Set problem ▸ Starting at the line with "formatted like [301,473]." in it, reproduce each line below through the last one, exactly, and include nothing else.
┌──
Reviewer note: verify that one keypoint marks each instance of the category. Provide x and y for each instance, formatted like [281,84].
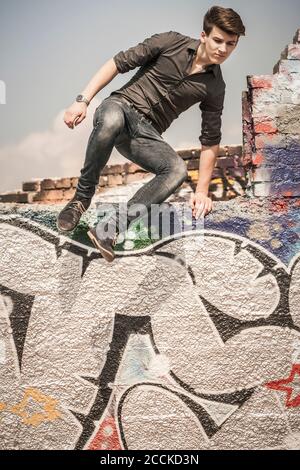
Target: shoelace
[78,206]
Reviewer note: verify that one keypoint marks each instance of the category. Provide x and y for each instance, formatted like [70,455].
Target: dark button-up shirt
[163,87]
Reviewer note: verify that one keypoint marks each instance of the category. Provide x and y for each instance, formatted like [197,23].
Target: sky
[51,49]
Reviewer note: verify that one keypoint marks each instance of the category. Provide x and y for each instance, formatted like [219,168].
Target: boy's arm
[77,111]
[210,139]
[122,62]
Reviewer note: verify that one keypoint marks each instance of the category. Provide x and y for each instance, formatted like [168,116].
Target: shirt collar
[194,44]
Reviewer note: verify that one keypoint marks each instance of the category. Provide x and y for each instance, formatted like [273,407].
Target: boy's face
[218,45]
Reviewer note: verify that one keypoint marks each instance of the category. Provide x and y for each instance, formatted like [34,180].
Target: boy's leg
[108,123]
[148,150]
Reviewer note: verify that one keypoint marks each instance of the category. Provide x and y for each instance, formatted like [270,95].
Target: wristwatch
[82,99]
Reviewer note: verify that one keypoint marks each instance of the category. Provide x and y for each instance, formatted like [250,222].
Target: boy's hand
[75,114]
[201,204]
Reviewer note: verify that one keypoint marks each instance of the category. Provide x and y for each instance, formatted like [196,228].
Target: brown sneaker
[70,215]
[103,244]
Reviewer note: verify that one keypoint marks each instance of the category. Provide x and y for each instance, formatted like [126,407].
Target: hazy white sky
[51,49]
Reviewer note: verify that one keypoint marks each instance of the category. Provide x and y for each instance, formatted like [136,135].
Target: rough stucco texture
[195,345]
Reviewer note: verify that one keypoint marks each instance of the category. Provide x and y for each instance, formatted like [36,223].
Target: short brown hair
[224,18]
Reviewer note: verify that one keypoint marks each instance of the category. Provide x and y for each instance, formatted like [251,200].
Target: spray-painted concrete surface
[195,345]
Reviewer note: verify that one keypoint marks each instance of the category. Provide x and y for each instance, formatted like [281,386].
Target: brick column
[271,127]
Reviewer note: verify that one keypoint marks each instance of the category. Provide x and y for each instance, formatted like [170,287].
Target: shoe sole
[105,253]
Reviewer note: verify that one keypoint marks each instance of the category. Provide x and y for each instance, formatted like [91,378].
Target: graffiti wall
[193,345]
[189,342]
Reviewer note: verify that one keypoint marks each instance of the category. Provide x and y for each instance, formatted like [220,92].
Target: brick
[63,183]
[260,81]
[229,162]
[34,185]
[134,177]
[103,181]
[69,193]
[291,52]
[74,181]
[230,150]
[47,184]
[287,67]
[18,197]
[189,154]
[262,126]
[114,180]
[50,195]
[262,189]
[272,96]
[112,170]
[270,140]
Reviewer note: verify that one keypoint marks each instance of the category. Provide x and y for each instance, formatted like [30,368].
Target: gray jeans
[118,124]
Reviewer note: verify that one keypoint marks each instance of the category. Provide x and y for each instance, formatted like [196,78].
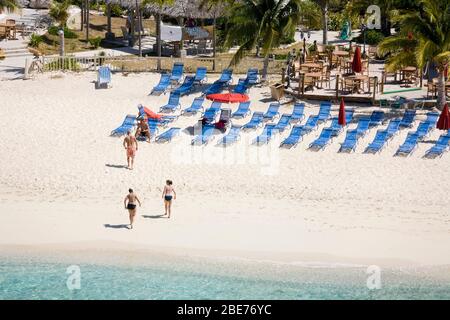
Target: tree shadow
[117,166]
[157,216]
[116,226]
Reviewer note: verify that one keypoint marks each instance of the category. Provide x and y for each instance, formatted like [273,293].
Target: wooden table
[407,73]
[357,80]
[315,76]
[9,28]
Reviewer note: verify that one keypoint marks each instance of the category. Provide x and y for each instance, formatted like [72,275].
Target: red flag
[341,118]
[356,63]
[444,119]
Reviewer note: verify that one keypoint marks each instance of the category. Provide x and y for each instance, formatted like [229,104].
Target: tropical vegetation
[424,38]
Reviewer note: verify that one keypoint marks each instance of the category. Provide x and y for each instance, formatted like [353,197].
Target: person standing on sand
[143,129]
[130,204]
[130,144]
[168,197]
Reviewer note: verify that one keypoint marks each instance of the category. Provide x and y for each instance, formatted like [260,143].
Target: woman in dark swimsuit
[130,204]
[167,196]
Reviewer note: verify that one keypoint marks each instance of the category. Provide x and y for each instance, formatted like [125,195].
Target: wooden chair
[348,85]
[371,84]
[326,76]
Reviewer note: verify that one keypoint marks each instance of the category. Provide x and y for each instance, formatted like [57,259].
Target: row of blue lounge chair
[225,79]
[168,79]
[298,131]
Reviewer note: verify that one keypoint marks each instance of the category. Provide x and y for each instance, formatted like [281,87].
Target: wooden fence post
[337,87]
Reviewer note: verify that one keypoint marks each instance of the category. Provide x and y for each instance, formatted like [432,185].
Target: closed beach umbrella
[356,63]
[228,97]
[444,119]
[341,117]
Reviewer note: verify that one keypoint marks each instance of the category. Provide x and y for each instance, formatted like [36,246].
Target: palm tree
[430,29]
[160,4]
[9,4]
[264,21]
[58,11]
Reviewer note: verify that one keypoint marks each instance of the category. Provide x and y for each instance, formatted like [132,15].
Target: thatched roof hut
[180,9]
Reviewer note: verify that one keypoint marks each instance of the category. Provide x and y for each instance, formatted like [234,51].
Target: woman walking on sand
[130,204]
[168,197]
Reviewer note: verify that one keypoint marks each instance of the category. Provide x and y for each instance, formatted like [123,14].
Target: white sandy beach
[62,184]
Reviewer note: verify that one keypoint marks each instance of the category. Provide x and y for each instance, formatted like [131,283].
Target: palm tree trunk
[325,22]
[158,38]
[441,99]
[82,16]
[214,43]
[87,22]
[265,68]
[138,12]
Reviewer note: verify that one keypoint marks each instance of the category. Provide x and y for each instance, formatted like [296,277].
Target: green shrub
[373,37]
[116,10]
[35,40]
[68,34]
[63,64]
[95,42]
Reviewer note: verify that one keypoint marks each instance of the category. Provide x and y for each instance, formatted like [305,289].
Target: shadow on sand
[117,226]
[157,216]
[117,166]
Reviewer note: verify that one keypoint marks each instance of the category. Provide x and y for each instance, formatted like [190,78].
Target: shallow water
[38,278]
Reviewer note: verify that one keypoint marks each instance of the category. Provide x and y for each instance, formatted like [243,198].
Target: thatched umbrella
[190,9]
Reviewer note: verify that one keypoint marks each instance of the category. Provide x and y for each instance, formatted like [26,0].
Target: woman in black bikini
[130,204]
[167,196]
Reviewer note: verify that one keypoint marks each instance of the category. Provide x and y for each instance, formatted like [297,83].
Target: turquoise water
[36,279]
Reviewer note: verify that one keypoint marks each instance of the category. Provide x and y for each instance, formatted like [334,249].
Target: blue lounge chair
[216,87]
[350,142]
[242,111]
[127,124]
[226,77]
[335,127]
[349,116]
[231,137]
[201,75]
[408,119]
[439,148]
[267,134]
[376,118]
[204,137]
[196,106]
[177,72]
[323,140]
[424,129]
[163,84]
[272,111]
[173,104]
[324,111]
[255,122]
[298,113]
[252,76]
[210,114]
[241,87]
[409,145]
[103,77]
[362,127]
[163,122]
[432,117]
[311,124]
[378,142]
[294,137]
[283,123]
[168,135]
[186,87]
[153,126]
[393,127]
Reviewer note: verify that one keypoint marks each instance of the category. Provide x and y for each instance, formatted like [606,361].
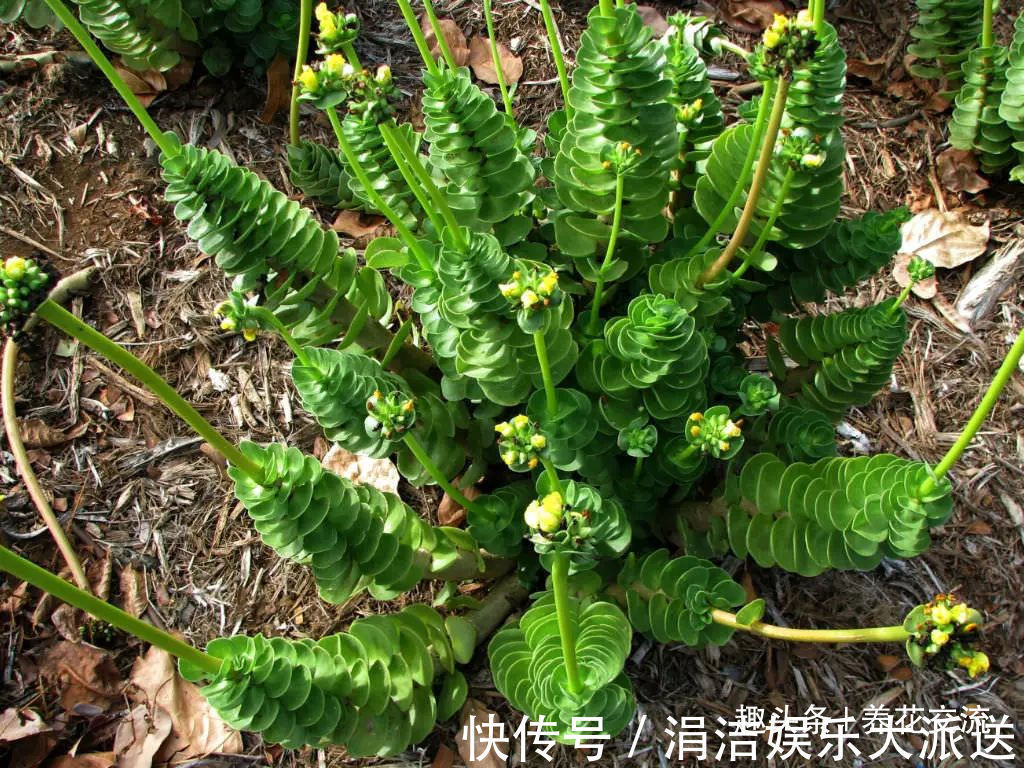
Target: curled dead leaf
[483,65]
[945,239]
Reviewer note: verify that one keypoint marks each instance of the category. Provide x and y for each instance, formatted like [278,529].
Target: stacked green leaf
[653,353]
[671,599]
[365,137]
[698,112]
[619,93]
[321,173]
[976,124]
[836,513]
[528,667]
[145,35]
[352,537]
[1012,104]
[946,32]
[370,689]
[851,353]
[475,152]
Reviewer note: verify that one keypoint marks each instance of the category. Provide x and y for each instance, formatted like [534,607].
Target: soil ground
[79,180]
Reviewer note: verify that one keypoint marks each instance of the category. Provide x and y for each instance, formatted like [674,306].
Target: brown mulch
[78,177]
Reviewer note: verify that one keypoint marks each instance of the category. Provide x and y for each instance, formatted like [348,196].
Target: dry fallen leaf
[947,240]
[139,736]
[279,88]
[356,224]
[926,289]
[83,674]
[752,15]
[470,747]
[381,473]
[958,171]
[196,729]
[483,65]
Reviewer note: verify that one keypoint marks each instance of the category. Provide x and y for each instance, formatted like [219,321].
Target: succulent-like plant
[585,354]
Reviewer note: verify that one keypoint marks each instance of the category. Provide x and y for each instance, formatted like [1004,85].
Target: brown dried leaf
[279,88]
[752,15]
[139,737]
[947,240]
[37,433]
[453,35]
[83,674]
[469,744]
[958,171]
[381,473]
[356,224]
[196,728]
[483,65]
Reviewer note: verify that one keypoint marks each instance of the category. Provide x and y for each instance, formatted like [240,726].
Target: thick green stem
[560,588]
[556,53]
[1003,377]
[166,144]
[488,19]
[378,202]
[60,318]
[301,52]
[776,210]
[416,165]
[594,324]
[435,25]
[549,383]
[414,444]
[421,42]
[54,585]
[757,185]
[744,174]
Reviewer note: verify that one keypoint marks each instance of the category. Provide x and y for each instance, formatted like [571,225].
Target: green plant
[583,335]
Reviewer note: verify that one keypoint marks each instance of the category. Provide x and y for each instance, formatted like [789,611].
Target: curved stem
[167,145]
[1003,377]
[488,19]
[60,318]
[301,52]
[421,41]
[593,325]
[549,383]
[414,444]
[757,185]
[54,585]
[435,25]
[560,588]
[744,174]
[556,53]
[772,218]
[893,634]
[28,474]
[378,202]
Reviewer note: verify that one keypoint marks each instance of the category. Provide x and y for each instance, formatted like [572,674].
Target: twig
[76,282]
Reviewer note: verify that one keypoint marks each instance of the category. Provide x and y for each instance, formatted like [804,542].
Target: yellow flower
[15,266]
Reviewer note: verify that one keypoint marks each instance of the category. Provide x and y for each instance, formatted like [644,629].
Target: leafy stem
[378,202]
[1003,377]
[556,53]
[60,318]
[69,593]
[549,383]
[301,52]
[414,444]
[560,589]
[167,145]
[594,325]
[744,174]
[757,185]
[488,18]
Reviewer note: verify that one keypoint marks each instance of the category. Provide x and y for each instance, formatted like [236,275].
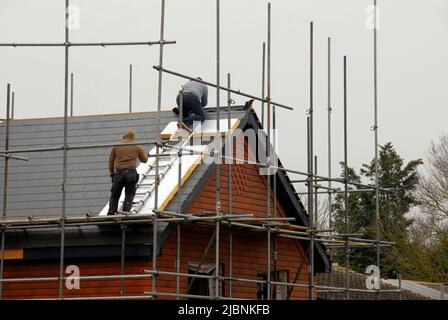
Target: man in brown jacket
[122,167]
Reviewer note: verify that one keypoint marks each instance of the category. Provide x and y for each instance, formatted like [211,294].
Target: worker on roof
[195,99]
[122,167]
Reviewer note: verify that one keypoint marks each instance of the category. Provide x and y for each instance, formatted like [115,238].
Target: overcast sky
[413,66]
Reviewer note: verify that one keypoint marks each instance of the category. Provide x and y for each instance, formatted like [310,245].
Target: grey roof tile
[34,186]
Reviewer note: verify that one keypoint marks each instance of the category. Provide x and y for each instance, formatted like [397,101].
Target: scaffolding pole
[268,150]
[71,94]
[68,44]
[157,178]
[5,187]
[13,99]
[377,190]
[330,196]
[310,164]
[130,88]
[347,229]
[64,152]
[230,210]
[263,83]
[179,185]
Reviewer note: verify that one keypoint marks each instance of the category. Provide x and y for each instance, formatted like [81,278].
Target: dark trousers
[124,178]
[192,109]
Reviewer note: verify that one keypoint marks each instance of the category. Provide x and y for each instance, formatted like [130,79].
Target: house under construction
[199,230]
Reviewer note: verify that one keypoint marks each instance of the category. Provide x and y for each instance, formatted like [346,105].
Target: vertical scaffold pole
[123,258]
[219,147]
[5,187]
[130,88]
[13,100]
[330,198]
[263,83]
[157,178]
[268,149]
[347,228]
[310,164]
[71,94]
[179,186]
[377,193]
[64,173]
[231,155]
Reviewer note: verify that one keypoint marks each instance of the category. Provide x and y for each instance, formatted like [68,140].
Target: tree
[401,181]
[433,190]
[424,255]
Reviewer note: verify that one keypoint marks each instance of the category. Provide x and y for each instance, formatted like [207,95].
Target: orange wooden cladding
[249,251]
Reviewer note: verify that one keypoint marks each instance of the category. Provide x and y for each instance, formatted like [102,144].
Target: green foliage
[401,180]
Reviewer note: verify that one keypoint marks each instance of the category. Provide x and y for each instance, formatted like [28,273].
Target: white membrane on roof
[169,182]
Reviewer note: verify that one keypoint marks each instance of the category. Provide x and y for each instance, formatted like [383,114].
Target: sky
[412,64]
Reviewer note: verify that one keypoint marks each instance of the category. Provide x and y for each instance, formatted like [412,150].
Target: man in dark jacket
[122,167]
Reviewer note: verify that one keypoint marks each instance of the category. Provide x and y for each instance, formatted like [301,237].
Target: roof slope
[34,186]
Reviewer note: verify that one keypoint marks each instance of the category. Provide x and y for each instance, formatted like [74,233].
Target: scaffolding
[272,225]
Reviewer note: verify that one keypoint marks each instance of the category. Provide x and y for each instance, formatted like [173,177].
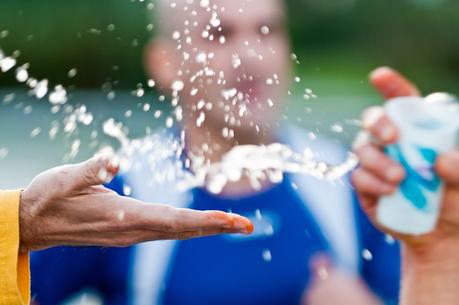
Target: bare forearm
[431,277]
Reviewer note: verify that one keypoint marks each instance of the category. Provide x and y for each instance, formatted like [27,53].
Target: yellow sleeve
[14,268]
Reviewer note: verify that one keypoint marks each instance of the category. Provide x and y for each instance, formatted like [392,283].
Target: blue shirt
[271,267]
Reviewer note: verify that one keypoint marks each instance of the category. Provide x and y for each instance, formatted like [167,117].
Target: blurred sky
[338,42]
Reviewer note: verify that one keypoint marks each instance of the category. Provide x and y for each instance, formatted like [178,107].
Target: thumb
[389,83]
[96,171]
[448,167]
[321,266]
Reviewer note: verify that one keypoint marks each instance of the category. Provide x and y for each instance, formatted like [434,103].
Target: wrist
[25,221]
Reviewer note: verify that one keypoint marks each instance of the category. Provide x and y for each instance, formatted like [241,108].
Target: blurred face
[233,59]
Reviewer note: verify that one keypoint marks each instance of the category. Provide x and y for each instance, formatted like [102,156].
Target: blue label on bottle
[418,179]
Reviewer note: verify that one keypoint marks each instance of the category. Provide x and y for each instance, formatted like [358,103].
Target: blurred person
[430,261]
[68,205]
[309,234]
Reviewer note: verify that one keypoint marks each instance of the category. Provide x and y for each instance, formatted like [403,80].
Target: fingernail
[394,174]
[243,225]
[388,134]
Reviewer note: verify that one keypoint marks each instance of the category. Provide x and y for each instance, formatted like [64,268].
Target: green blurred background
[337,42]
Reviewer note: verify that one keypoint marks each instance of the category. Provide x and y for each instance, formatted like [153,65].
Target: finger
[378,124]
[185,220]
[368,204]
[321,266]
[204,233]
[372,159]
[448,167]
[95,171]
[367,183]
[392,84]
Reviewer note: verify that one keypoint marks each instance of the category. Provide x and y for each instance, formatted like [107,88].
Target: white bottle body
[427,129]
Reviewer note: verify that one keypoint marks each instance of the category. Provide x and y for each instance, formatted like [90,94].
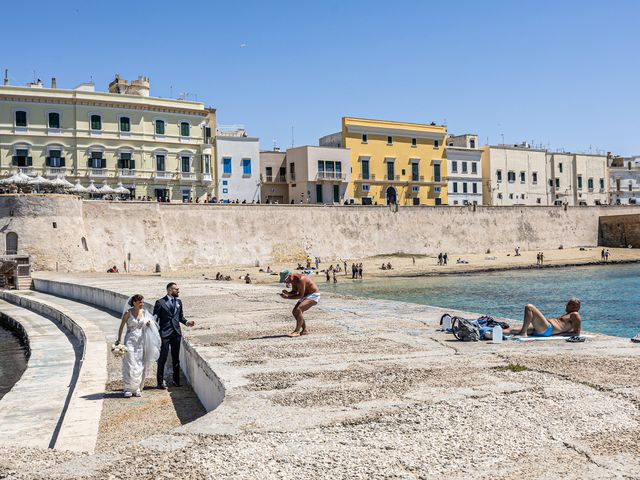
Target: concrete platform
[376,391]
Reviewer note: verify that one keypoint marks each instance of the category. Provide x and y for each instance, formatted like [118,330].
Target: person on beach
[308,295]
[143,345]
[535,323]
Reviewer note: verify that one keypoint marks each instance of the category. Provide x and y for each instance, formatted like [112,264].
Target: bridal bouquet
[118,349]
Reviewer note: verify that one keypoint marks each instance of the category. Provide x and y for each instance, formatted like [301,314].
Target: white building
[465,170]
[624,180]
[514,175]
[318,174]
[237,166]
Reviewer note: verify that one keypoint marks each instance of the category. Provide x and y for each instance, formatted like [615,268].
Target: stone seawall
[70,234]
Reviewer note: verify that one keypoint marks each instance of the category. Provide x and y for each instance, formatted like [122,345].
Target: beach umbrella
[121,190]
[78,188]
[105,189]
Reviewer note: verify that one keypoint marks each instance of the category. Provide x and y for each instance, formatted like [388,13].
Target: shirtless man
[536,323]
[308,295]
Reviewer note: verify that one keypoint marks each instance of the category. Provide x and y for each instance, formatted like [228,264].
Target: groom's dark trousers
[169,315]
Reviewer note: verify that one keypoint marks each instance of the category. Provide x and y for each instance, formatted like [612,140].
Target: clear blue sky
[563,73]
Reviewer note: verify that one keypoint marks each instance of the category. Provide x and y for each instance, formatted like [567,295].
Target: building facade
[273,177]
[577,179]
[393,162]
[464,169]
[237,166]
[514,175]
[624,180]
[318,174]
[156,147]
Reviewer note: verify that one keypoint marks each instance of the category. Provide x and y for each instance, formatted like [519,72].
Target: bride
[143,344]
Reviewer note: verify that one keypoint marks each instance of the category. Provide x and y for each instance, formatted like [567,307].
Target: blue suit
[169,318]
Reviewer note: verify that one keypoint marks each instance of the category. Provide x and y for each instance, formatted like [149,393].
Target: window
[125,124]
[54,120]
[436,172]
[415,172]
[391,170]
[96,122]
[246,167]
[96,160]
[365,169]
[160,166]
[21,118]
[226,166]
[185,162]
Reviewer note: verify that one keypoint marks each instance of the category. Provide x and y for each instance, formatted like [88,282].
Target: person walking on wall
[169,315]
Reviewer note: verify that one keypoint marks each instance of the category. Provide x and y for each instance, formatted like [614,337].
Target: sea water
[13,360]
[610,294]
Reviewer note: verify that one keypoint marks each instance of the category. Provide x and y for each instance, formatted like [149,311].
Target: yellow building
[394,162]
[156,147]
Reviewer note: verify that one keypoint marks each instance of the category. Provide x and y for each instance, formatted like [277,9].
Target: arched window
[12,243]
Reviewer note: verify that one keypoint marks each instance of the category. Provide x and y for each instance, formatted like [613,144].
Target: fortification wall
[180,236]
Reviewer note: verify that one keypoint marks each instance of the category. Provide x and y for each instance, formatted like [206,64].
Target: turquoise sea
[610,294]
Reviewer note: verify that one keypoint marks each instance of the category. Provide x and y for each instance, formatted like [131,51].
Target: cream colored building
[154,146]
[514,175]
[577,179]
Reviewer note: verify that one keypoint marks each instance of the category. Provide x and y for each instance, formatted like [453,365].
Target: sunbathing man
[302,288]
[536,323]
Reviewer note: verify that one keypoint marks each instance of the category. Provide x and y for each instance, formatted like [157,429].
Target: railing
[331,176]
[54,171]
[127,172]
[98,172]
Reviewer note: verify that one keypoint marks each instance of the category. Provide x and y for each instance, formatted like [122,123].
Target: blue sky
[558,73]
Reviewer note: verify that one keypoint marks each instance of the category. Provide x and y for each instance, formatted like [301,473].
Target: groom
[169,316]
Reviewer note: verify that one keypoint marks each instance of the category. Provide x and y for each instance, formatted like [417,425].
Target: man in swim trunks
[308,295]
[536,324]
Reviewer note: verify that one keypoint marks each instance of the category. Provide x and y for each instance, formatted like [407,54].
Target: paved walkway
[30,413]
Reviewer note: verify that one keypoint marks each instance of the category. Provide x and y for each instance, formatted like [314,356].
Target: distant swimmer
[308,295]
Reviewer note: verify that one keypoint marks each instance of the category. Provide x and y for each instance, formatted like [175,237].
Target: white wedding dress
[143,349]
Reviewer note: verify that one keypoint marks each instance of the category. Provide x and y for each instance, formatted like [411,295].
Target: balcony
[127,172]
[331,176]
[162,175]
[55,171]
[98,172]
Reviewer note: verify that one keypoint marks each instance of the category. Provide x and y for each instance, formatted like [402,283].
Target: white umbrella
[121,190]
[105,189]
[92,188]
[78,188]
└──
Answer below ▸
Reviewer note: verify that one keypoint marks each instance of the category. Provide x and y for each instance, formatted like [301,473].
Target: groom
[169,316]
Reviewer note: verify that one keypoint marks each instance of the category. Provide x and y for each instance, formatted like [417,425].
Target: man in swim trunks
[308,295]
[536,324]
Reviewer note: verify that one keypoint marks each instance of the category. Provide x and y for each instance, formatted like [407,54].
Target: paved walkway
[30,413]
Reviewer note: verify that one keypoint marks each instance of the category. Provide x and y for each instance, formatted like [314,356].
Target: distant swimmer
[308,295]
Reviewer note: verify that one keypoint marks each instance of the category. Provide x and y for each instance, formatted like [175,237].
Target: white wedding dress
[143,349]
Reviewer note: verify that one keypoint marks each instance of the category. Provide x and y for each instance, formatted like [411,295].
Target: balcony
[127,172]
[331,176]
[162,175]
[55,171]
[98,172]
Reviewer note: verify that one keypoint marks each instance of the category. Provide x and y for each instance, formatted like [402,283].
Target: white umbrella
[121,190]
[105,189]
[92,188]
[78,188]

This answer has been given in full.